■ **Tasks to complete**:
• A. From the bug report, copy everything from "After an evaluation, GNOME" down to "to GNOME GitLab." word for word.
• B. In the bug report, what product is the crash filed under?

Bug 683667 – gnome-clock crashes when an alarm name contains non-ascii characters.

After an evaluation, GNOME has moved from Bugzilla to GitLab. Learn more about GitLab.
No new issues can be reported in GNOME Bugzilla anymore.
To report an issue in a GNOME project, go to GNOME GitLab.
Do not go to GNOME Gitlab for: Bluefish, Doxygen, GnuCash, GStreamer, java-gnome, LDTP, NetworkManager, Tomboy.

Bug 683667 - gnome-clock crashes when an alarm name contains non-ascii characters.


Summary:	gnome-clock crashes when an alarm name contains non-ascii characters.


Status:	RESOLVED FIXED

Product:	gnome-clocks
Classification:	Applications
Component:	general
Version:	0.1.x
Hardware:	Other Linux

Importance:	Normal critical
Target Milestone:	---
Assigned To:	Clocks maintainer(s)
QA Contact:	Clocks maintainer(s)

■ **Information shown**:
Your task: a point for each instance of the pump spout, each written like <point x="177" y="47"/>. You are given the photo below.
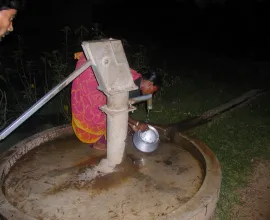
<point x="140" y="99"/>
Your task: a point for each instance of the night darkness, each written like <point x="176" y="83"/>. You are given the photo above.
<point x="207" y="53"/>
<point x="234" y="29"/>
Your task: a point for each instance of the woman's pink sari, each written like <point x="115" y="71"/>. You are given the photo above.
<point x="88" y="121"/>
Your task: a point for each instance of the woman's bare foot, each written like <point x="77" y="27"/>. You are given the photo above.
<point x="100" y="146"/>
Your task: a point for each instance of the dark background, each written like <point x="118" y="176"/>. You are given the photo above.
<point x="235" y="29"/>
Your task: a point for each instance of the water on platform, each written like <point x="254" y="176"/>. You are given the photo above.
<point x="58" y="181"/>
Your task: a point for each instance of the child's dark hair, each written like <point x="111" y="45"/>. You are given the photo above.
<point x="11" y="4"/>
<point x="153" y="76"/>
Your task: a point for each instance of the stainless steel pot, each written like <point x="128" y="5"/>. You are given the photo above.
<point x="146" y="141"/>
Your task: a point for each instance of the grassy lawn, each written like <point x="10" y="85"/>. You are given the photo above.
<point x="237" y="138"/>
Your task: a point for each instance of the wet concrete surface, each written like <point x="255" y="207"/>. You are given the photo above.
<point x="58" y="181"/>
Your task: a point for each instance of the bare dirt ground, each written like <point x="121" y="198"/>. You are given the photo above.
<point x="255" y="198"/>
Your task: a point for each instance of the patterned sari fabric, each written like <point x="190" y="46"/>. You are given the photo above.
<point x="88" y="121"/>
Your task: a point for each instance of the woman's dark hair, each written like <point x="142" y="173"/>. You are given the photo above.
<point x="153" y="76"/>
<point x="11" y="4"/>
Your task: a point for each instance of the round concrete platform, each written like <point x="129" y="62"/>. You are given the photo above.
<point x="51" y="175"/>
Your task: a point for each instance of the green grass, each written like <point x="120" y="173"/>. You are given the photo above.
<point x="237" y="138"/>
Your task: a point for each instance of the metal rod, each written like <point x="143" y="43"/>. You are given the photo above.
<point x="44" y="100"/>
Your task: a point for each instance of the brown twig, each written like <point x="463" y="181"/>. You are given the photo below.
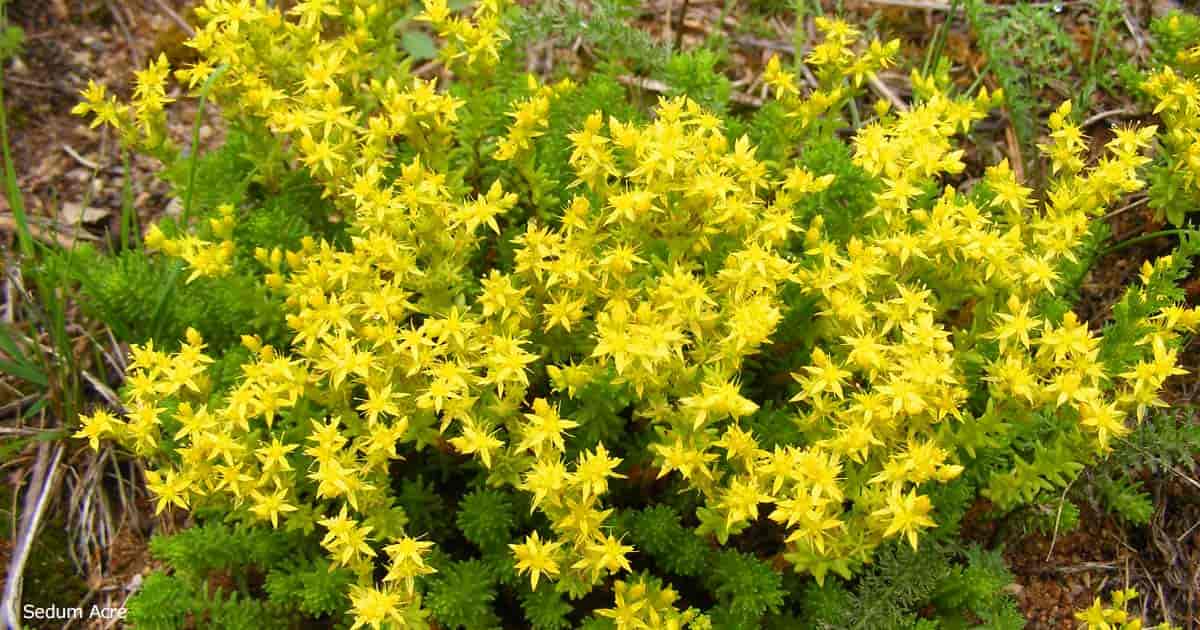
<point x="658" y="87"/>
<point x="174" y="17"/>
<point x="1107" y="114"/>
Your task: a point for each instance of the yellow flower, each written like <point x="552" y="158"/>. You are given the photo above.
<point x="537" y="558"/>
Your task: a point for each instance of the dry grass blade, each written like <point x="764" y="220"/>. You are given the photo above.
<point x="43" y="481"/>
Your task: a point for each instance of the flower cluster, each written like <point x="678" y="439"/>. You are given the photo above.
<point x="1114" y="616"/>
<point x="657" y="283"/>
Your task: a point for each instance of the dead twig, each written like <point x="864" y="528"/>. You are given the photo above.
<point x="1102" y="115"/>
<point x="123" y="24"/>
<point x="43" y="480"/>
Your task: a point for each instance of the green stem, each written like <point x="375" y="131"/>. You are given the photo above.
<point x="935" y="51"/>
<point x="10" y="174"/>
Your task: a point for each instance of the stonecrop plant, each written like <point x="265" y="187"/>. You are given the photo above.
<point x="593" y="327"/>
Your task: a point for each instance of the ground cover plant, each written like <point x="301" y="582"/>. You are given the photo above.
<point x="516" y="349"/>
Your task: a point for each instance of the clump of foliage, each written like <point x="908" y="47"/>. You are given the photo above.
<point x="585" y="364"/>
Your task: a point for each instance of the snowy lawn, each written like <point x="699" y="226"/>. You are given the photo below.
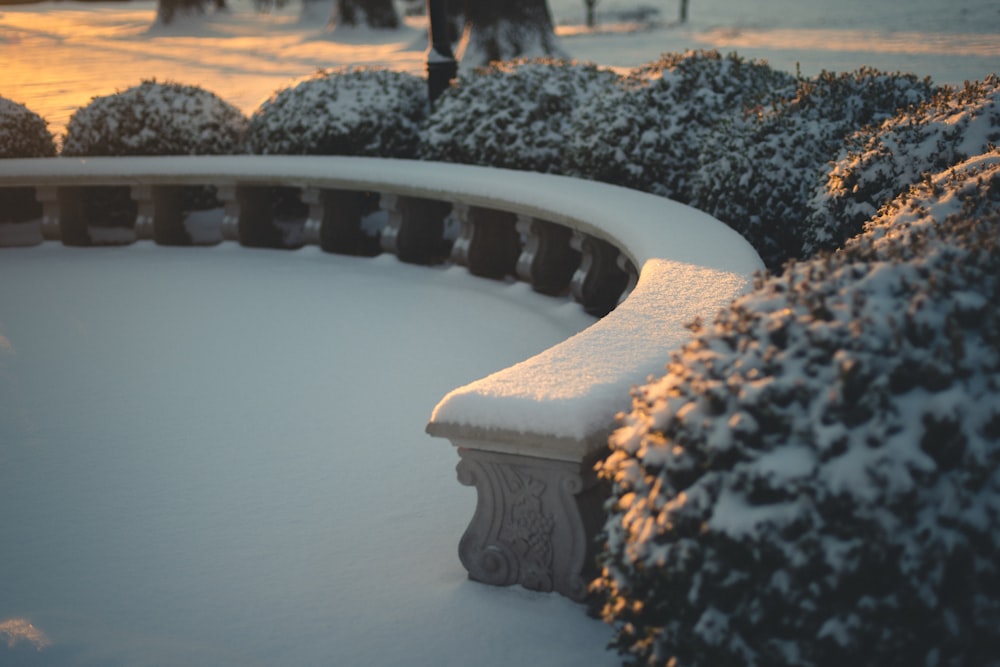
<point x="216" y="457"/>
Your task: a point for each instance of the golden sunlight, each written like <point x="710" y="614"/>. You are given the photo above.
<point x="15" y="630"/>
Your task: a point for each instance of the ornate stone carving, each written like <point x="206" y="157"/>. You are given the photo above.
<point x="534" y="524"/>
<point x="547" y="261"/>
<point x="488" y="243"/>
<point x="415" y="228"/>
<point x="599" y="282"/>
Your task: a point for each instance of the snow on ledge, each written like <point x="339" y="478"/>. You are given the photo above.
<point x="692" y="265"/>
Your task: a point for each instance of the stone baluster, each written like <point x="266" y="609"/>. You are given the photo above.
<point x="547" y="261"/>
<point x="161" y="214"/>
<point x="414" y="231"/>
<point x="63" y="215"/>
<point x="599" y="282"/>
<point x="249" y="217"/>
<point x="488" y="243"/>
<point x="334" y="220"/>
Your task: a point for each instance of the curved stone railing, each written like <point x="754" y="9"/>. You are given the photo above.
<point x="527" y="435"/>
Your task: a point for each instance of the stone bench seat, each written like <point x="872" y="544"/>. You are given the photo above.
<point x="527" y="435"/>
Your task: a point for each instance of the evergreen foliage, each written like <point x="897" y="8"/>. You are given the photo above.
<point x="516" y="115"/>
<point x="352" y="111"/>
<point x="879" y="162"/>
<point x="156" y="119"/>
<point x="816" y="479"/>
<point x="759" y="171"/>
<point x="649" y="133"/>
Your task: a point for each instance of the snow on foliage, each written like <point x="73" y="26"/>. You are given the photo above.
<point x="156" y="119"/>
<point x="516" y="115"/>
<point x="351" y="111"/>
<point x="758" y="172"/>
<point x="23" y="133"/>
<point x="649" y="134"/>
<point x="816" y="479"/>
<point x="879" y="162"/>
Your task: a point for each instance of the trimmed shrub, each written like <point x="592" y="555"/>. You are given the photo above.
<point x="156" y="119"/>
<point x="353" y="111"/>
<point x="23" y="134"/>
<point x="816" y="480"/>
<point x="880" y="162"/>
<point x="149" y="119"/>
<point x="649" y="134"/>
<point x="758" y="172"/>
<point x="516" y="115"/>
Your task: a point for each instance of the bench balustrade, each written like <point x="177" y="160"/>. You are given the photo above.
<point x="527" y="436"/>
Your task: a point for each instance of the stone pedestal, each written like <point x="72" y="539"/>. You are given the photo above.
<point x="535" y="522"/>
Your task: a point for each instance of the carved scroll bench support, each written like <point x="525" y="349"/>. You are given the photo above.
<point x="536" y="516"/>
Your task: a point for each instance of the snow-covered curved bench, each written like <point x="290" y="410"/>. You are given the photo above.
<point x="527" y="435"/>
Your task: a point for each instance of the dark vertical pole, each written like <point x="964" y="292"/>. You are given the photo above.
<point x="441" y="65"/>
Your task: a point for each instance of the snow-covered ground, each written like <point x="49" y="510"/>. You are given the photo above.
<point x="216" y="456"/>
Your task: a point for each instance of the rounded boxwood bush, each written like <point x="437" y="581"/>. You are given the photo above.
<point x="156" y="119"/>
<point x="816" y="480"/>
<point x="649" y="133"/>
<point x="353" y="111"/>
<point x="23" y="134"/>
<point x="516" y="114"/>
<point x="149" y="119"/>
<point x="758" y="172"/>
<point x="879" y="162"/>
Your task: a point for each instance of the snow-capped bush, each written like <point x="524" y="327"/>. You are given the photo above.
<point x="352" y="111"/>
<point x="816" y="480"/>
<point x="513" y="114"/>
<point x="649" y="134"/>
<point x="156" y="119"/>
<point x="759" y="172"/>
<point x="879" y="162"/>
<point x="23" y="133"/>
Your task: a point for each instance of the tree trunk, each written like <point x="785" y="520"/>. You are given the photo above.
<point x="506" y="29"/>
<point x="372" y="13"/>
<point x="168" y="10"/>
<point x="591" y="18"/>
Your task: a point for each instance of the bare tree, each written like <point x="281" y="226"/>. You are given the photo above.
<point x="591" y="18"/>
<point x="505" y="29"/>
<point x="372" y="13"/>
<point x="168" y="10"/>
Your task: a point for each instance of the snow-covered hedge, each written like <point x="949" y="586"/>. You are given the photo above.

■ **Answers per task**:
• A.
After an evaluation, GNOME has moved from Bugzilla to GitLab. Learn more about GitLab.
No new issues can be reported in GNOME Bugzilla anymore.
To report an issue in a GNOME project, go to GNOME GitLab.

• B. gnome-clocks